APPLY WHAT YOU READ:
a – Rewrite the paragraph beginning "An enfant terrible of the 1970s" in the passage on Carl Andre as a short bulleted list that keeps its main facts.
b – Pick up the passage on Carl Andre after its final sentence and continue writing it.

PASSAGE:
<<<<
An enfant terrible of the 1970s New York Minimalist scene,Carl Andre is perhaps most well known for using untouched industrial elements such as wood, bricks and concrete in his radical sculptures. Previously a struggling artist who had worked as a freight brakeman and conductor on the Philadelphia Railroad, Andre became inspired during an encounter with Abstract painter Frank Stella. Working together in Stella’s studio, the painter once observed an uncarved block of wood and declared to Andre: “That is sculpture too.” Though initially resentful at Stella’s comment, Andre ended up channeling the painter’s philosophy into his subsequent works, constructing simple sculptures out of readymade materials which he presented in unpretentious, simple arrangements on the site floor. One of his earliest works, Untitled (Element Series) (1960), featured several uncarved blocks of wood in a lintel-and-post placement. Another, Lever (1966), saw the artist arranging 137 bricks in a straight line.
>>>>
LISTED ENTRIES:
<<<<
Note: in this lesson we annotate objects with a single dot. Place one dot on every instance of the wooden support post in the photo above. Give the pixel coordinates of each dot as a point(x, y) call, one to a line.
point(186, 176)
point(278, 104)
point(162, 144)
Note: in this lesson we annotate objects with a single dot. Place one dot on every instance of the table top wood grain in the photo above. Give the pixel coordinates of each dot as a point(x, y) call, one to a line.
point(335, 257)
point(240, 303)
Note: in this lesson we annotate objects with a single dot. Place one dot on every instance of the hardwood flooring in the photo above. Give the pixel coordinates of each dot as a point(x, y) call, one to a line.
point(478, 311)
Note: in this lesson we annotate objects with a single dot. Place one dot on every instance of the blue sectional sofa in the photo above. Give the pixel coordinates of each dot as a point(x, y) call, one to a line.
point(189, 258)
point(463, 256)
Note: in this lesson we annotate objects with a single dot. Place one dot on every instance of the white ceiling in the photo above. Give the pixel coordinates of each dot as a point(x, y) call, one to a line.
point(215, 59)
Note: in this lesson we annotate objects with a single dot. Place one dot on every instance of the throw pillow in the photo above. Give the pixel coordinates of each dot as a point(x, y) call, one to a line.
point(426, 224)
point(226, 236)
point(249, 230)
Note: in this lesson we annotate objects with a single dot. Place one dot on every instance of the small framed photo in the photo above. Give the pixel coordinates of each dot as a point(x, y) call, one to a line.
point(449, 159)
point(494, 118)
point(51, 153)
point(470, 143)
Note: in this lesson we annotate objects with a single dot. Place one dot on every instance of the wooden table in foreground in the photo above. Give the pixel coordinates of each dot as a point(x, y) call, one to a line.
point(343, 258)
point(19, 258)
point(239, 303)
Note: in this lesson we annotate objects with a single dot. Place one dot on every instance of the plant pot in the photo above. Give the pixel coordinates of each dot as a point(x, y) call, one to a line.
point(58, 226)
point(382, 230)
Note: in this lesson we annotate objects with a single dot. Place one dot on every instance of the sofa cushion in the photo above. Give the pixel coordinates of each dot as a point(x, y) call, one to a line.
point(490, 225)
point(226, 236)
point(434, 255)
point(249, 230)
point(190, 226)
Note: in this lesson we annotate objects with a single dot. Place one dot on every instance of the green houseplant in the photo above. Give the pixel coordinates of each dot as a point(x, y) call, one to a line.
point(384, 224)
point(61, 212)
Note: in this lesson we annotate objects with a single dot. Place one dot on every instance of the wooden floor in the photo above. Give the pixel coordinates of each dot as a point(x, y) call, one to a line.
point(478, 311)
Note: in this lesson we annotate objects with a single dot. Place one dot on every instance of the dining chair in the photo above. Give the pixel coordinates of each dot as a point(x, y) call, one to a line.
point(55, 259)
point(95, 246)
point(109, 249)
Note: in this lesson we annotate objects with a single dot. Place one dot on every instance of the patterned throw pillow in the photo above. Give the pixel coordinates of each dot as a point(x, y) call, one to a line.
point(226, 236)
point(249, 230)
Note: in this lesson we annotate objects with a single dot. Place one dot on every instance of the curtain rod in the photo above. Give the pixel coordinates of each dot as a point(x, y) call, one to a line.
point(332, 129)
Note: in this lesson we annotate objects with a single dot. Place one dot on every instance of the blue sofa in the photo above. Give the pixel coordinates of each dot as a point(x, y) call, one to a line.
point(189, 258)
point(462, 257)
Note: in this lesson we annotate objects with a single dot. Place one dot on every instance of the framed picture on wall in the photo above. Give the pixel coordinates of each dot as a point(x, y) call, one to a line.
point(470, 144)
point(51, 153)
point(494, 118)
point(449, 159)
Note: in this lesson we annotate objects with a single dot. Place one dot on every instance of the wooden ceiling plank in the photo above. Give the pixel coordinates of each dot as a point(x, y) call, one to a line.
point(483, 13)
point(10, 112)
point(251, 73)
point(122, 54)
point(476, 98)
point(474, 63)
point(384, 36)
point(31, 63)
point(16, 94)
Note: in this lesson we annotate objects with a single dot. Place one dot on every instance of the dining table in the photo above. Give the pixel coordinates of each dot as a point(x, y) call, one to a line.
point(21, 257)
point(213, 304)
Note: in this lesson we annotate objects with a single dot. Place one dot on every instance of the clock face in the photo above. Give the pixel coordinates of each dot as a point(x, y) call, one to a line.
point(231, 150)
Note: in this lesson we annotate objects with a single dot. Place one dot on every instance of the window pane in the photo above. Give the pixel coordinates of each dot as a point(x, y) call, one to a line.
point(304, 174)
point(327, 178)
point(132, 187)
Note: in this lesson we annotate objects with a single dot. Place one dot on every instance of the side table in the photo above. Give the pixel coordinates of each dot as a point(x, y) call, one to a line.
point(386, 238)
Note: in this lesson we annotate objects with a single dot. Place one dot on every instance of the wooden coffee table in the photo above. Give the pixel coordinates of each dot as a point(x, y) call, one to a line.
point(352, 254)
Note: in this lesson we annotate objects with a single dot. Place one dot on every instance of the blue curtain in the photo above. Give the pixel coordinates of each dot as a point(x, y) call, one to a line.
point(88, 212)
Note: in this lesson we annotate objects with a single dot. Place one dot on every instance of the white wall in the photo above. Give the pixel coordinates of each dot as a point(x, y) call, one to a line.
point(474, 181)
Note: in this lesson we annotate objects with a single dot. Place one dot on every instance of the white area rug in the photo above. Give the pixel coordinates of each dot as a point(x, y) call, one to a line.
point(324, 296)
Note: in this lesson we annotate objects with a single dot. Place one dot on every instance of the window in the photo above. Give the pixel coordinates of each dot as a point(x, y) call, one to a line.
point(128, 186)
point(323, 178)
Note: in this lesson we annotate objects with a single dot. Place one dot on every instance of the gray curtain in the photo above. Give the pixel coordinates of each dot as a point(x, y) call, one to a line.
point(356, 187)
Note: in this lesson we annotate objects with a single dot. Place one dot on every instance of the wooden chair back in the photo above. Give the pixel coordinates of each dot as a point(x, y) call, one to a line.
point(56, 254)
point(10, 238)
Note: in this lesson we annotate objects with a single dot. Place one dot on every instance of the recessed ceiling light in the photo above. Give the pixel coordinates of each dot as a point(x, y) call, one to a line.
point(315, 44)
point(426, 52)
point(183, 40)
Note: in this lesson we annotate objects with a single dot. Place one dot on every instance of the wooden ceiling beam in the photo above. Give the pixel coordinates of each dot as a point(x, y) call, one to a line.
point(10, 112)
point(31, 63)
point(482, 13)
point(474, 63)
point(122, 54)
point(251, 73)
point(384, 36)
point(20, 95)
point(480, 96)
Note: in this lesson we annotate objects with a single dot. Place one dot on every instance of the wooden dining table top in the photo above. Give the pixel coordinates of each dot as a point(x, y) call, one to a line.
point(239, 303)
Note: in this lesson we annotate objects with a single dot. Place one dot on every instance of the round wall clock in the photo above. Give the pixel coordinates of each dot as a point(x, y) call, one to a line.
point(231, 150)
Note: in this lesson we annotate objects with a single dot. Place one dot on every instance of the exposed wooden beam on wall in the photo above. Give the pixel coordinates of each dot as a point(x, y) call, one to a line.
>>>>
ANSWERS PROVIDED:
a –
- Carl Andre, an enfant terrible of 1970s New York Minimalism, is best known for radical sculptures made from untouched industrial materials such as wood, bricks and concrete.
- Before that, he struggled as an artist and worked as a freight brakeman and conductor on the Philadelphia Railroad.
- While they worked together in Frank Stella's studio, the Abstract painter looked at an uncarved block of wood and told him, "That is sculpture too."
- Andre first resented the remark but later put Stella's idea into his work, making simple sculptures from readymade materials laid out plainly on the floor.
- Early examples include Untitled (Element Series) (1960), uncarved wood blocks in a lintel-and-post placement, and Lever (1966), 137 bricks in a straight line.

b –
In 1976, the artist sold 120 bricks arranged on the floor (named Equivalent VIII) to the Tate for £2,297, provoking a media firestorm; the newspapers called it “a load of rubbish”, using Andre’s “Tate bricks” to denounce the fraudulence of Modern art. Admirers of Andre’s works (of which there were plenty) hailed him as a visionary. In a retrospective on the artist’s oeuvre in 2014, Richard Serra (a prolific American sculptor) said that Andre had “changed the history of sculpture”. 

Controversy over his work, however, often overshadows the advocacy work that Andre undertook during his rise to stardom. He joined the Art Workers’ Coalition in 1969, which campaigned for New York museums to include more marginalized artists, as well as to implement a free admission day to lower the barrier to entry for art. He was also well known for his mistrust of the commercial art world, calling it a “posion in the community of artists”. Ironically, he was very successful in the commercial art world, selling many of his works till late in his career.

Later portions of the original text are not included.